Data records
..........

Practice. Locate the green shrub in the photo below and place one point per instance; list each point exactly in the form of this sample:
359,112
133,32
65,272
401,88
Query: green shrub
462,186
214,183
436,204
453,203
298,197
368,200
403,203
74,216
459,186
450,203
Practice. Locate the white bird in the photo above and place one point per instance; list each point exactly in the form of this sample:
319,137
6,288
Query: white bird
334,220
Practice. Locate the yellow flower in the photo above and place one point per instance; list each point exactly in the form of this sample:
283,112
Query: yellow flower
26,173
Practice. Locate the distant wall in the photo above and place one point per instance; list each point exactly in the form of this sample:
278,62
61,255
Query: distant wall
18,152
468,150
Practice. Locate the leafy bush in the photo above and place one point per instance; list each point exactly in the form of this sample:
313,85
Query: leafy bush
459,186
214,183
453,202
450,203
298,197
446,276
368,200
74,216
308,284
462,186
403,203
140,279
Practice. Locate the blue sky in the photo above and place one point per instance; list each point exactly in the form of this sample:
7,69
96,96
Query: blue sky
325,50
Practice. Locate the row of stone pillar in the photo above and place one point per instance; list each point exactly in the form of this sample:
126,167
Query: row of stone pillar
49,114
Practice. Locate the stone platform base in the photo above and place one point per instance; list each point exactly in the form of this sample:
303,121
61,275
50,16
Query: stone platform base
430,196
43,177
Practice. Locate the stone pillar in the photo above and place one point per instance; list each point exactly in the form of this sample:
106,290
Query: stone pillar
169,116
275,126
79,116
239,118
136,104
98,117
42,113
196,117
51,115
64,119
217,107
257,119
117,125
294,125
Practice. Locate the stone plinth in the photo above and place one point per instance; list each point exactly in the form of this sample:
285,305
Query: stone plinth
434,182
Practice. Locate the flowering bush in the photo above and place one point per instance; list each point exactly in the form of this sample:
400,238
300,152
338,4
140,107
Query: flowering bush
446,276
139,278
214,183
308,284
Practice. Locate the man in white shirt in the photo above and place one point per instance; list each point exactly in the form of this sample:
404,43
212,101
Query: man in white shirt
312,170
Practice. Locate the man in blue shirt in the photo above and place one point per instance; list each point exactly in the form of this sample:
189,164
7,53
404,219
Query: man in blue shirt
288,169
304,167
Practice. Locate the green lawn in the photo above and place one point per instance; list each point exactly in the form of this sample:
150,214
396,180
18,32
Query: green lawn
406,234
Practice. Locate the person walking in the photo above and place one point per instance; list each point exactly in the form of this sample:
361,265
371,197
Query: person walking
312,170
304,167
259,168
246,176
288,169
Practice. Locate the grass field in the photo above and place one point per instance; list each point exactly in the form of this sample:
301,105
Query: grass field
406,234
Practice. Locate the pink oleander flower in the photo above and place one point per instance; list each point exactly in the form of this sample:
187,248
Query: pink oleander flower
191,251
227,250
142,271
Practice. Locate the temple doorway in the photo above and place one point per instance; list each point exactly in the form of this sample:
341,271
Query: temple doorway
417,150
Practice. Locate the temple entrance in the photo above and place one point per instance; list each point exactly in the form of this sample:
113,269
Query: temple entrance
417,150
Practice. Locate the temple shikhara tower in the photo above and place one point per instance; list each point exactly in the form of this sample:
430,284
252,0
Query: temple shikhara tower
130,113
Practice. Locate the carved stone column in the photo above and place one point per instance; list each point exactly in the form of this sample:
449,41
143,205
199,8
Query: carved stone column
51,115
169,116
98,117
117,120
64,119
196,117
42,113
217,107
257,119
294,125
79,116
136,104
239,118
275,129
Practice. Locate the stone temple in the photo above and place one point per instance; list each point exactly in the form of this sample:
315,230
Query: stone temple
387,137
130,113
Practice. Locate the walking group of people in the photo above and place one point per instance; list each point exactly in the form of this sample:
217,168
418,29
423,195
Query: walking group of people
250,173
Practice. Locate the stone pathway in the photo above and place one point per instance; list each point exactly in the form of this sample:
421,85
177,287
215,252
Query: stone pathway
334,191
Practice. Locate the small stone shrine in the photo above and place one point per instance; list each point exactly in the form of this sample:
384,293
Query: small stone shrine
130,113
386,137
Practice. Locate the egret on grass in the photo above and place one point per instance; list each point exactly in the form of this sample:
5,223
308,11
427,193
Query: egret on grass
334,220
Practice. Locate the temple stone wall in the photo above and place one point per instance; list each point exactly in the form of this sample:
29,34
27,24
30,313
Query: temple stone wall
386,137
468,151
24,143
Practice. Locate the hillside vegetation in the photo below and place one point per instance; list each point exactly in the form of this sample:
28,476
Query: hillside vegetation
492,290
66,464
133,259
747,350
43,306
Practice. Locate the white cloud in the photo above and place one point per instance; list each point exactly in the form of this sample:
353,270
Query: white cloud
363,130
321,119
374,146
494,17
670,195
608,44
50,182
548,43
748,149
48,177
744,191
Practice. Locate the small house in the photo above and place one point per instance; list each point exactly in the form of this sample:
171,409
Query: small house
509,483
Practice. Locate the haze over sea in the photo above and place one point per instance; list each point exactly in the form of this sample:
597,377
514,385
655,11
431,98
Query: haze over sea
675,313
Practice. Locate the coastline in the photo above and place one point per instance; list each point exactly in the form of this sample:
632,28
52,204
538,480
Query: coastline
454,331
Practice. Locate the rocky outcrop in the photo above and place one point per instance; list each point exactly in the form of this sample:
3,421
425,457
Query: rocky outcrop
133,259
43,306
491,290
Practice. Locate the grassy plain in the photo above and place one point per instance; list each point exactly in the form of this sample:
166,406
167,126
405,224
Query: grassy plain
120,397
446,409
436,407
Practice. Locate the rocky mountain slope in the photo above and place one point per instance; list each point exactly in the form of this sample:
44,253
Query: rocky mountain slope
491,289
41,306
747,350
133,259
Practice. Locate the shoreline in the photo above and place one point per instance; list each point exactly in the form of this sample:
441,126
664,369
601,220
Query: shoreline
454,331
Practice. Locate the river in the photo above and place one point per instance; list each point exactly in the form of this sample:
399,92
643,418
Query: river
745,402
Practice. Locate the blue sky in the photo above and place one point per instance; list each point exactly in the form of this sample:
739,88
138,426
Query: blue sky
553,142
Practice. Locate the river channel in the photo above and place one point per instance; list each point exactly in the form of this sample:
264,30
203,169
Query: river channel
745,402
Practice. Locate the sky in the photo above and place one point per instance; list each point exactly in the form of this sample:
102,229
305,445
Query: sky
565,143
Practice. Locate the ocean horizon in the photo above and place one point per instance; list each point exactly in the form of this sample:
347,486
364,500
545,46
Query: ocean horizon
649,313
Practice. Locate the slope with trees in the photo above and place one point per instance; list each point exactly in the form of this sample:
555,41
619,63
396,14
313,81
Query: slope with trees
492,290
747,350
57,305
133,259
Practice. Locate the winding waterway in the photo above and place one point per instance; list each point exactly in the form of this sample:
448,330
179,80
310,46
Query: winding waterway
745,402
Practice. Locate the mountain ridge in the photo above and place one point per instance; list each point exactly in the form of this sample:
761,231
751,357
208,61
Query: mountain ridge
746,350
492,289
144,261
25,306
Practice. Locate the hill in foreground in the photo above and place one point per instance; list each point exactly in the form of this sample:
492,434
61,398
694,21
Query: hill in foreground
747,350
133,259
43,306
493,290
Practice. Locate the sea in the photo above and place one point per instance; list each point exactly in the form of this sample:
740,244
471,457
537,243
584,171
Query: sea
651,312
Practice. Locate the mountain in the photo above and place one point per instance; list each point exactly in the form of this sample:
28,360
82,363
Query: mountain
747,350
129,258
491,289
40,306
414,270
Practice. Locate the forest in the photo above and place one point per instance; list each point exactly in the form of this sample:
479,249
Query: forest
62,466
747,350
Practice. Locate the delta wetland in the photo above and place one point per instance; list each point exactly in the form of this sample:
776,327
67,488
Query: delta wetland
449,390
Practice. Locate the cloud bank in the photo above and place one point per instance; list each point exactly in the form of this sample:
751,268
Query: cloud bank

..........

What to work on >>
Rewrite the entries from the line holding "Practice. Locate the mountain ridge" through the end of the entries, inclusive, substituting "foreground hill" for "hill in foreground" and leaving everything else unchanged.

Full answer >>
Practice. Locate the mountain ridge in the photo above and place one point per instance; list each point exactly in the form of this sample:
761,231
751,357
208,61
Query: mountain ridge
746,350
492,289
144,261
25,306
Practice. Locate the foreground hill in the photo above and place one point per instance; list each point exactly in the form of this sample:
492,434
61,398
694,21
Query: foreground hill
747,350
133,259
43,306
493,290
Practice. Locate the sea in the photo above and place one point per instance; list each point exactly in the form of this sample:
740,244
471,457
537,243
584,171
Query: sea
651,312
Practice. Locate the mountain in the photo above and place one point per instance; list each point exactly in the form of this sample:
28,360
82,363
Query: mountain
747,350
129,258
491,289
40,306
414,270
Practice. Locate the forest in the photo above and place one point per instance; list each point exactly in the form of this sample:
479,249
Query: forest
62,466
747,350
Practice. Locate the delta wetland in the photo above and place one point per instance; list each point exactly in the form of this sample:
776,327
67,488
Query: delta wetland
449,390
Practice. Locate the cloud bank in the photo above and place one point per instance; list each point exactly in the form of this sample:
751,268
Query: cloud bank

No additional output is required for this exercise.